How ‘The Grinch’ stole hearts this holiday season

Greener, cleaner, with a slightly nicer demeanor



Move over Jim Carrey because there is a new grouch in Whoville.

He is greener. He is cleaner. He has a slightly nicer demeanor.

Thanks to directors Yarrow Cheney and Scott Mosier, audiences can travel to Mount Crumpit to bear witness as Benedict Cumberbatch steps into the role of the meanest, greenest villain in town: The Grinch.

The movie kicks off with a rendition of “You’re a Mean One, Mr. Grinch.” Sung by Tyler, the creator, the rap version sets the scene for a familiar story, but with a fresh take.

With a soundtrack consisting of Nat King Cole, the Supremes, Pentatonix and Run-D.M.C., this film is the perfect musical blend of classic cheer and holiday hip.

Seriously, this movie score is sure to put some Bailey’s in your coffee and will have you dancing under the mistletoe.

As the introductory song plays, audience members are taken into the Grinch’s home: a semi-organized, technologically innovative lair filled with contraptions designed to help Max the dog make coffee, cook and clean for his master.

:: Work instructions ::
A. Copy out the stretch of the Grinch review from "He is greener." through "town: The Grinch.".
B. Based on the Grinch review, is each statement true? Answer yes or no and quote the words that decide it. (i) Pentatonix performs the song that opens the movie. (ii) Benedict Cumberbatch plays the Grinch. (iii) The contraptions in the Grinch's home help Max the dog cook and clean.

:: Information supplied ::
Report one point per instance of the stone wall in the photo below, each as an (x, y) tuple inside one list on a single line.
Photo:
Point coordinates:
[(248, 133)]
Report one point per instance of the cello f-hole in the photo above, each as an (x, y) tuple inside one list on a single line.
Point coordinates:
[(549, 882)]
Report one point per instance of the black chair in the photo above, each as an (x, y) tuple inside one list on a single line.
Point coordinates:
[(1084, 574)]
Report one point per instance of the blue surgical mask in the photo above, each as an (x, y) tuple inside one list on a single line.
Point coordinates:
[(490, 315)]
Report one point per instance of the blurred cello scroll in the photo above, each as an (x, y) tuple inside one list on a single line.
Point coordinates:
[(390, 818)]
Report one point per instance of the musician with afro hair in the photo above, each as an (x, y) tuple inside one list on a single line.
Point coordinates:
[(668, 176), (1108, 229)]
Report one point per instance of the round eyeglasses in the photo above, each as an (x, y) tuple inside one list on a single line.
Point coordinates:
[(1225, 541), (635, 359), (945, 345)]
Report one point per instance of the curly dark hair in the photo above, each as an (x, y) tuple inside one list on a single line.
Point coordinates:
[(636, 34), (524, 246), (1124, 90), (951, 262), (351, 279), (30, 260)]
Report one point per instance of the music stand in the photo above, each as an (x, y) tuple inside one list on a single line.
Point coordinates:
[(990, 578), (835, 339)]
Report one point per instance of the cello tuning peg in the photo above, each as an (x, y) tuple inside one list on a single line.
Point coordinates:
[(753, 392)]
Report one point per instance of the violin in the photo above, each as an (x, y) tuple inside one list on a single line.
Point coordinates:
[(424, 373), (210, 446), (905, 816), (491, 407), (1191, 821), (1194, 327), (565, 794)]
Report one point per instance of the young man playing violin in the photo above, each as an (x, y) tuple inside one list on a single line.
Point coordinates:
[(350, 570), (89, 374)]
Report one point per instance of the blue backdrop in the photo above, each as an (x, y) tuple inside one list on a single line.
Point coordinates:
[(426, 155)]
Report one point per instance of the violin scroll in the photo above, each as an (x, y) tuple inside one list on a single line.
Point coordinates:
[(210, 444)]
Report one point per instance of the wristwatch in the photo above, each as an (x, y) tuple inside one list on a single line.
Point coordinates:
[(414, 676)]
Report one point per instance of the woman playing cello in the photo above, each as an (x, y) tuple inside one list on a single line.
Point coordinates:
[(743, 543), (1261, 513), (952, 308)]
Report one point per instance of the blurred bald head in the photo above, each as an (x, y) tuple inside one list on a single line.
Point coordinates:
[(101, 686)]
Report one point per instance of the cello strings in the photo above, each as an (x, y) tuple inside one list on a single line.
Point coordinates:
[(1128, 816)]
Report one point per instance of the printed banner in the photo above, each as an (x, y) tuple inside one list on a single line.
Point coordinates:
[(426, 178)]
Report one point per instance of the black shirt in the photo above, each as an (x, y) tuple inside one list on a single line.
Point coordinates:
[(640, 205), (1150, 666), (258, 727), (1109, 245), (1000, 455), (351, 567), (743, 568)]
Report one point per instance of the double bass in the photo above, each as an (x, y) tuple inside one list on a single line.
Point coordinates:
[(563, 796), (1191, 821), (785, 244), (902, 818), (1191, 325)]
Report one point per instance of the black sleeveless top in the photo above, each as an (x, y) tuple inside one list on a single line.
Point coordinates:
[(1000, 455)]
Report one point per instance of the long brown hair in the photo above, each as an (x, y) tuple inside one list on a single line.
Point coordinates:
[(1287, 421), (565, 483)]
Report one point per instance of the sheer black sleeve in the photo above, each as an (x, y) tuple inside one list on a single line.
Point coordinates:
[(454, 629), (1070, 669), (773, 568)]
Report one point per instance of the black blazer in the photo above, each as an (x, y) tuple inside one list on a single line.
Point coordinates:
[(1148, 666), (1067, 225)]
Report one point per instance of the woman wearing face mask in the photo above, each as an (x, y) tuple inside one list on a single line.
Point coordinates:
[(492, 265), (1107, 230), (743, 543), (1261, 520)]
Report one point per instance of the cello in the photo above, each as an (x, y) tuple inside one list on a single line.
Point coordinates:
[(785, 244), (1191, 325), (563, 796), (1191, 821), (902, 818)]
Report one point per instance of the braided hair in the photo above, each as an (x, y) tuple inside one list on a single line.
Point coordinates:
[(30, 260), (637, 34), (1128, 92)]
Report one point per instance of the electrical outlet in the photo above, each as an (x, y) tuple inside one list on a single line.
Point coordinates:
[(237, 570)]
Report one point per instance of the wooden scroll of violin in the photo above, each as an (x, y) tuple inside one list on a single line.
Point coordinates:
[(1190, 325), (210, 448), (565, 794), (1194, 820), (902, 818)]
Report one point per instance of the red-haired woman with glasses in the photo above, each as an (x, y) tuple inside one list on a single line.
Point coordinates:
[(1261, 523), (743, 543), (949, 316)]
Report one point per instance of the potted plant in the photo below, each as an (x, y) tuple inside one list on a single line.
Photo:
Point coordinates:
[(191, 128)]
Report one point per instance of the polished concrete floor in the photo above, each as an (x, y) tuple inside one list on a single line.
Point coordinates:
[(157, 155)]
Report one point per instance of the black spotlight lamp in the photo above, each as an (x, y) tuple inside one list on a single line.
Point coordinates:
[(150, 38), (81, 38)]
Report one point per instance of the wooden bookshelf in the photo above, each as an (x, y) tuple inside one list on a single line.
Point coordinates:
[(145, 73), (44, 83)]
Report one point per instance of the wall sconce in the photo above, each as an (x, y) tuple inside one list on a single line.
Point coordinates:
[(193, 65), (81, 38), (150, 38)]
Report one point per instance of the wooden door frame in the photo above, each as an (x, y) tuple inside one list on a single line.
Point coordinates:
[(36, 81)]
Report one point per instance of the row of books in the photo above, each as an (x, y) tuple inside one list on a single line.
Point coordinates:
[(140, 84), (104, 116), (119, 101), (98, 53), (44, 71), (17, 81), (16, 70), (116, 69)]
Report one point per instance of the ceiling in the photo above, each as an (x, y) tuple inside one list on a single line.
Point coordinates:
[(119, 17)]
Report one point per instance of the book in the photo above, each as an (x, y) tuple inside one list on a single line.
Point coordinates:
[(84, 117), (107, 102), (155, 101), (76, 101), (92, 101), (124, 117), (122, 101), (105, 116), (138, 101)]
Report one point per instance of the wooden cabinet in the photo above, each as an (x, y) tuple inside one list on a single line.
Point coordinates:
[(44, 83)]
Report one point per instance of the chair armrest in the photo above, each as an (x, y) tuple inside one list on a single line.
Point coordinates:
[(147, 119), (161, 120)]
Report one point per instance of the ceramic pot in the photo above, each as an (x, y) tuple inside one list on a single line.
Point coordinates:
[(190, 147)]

:: Task results ::
A.
He is greener. He is cleaner. He has a slightly nicer demeanor.

Thanks to directors Yarrow Cheney and Scott Mosier, audiences can travel to Mount Crumpit to bear witness as Benedict Cumberbatch steps into the role of the meanest, greenest villain in town: The Grinch.

B.
(i) No: "Sung by Tyler, the creator, the rap version sets the scene for a familiar story, but with a fresh take."
(ii) Yes: "Benedict Cumberbatch steps into the role of the meanest, greenest villain in town: The Grinch."
(iii) Yes: "contraptions designed to help Max the dog make coffee, cook and clean for his master."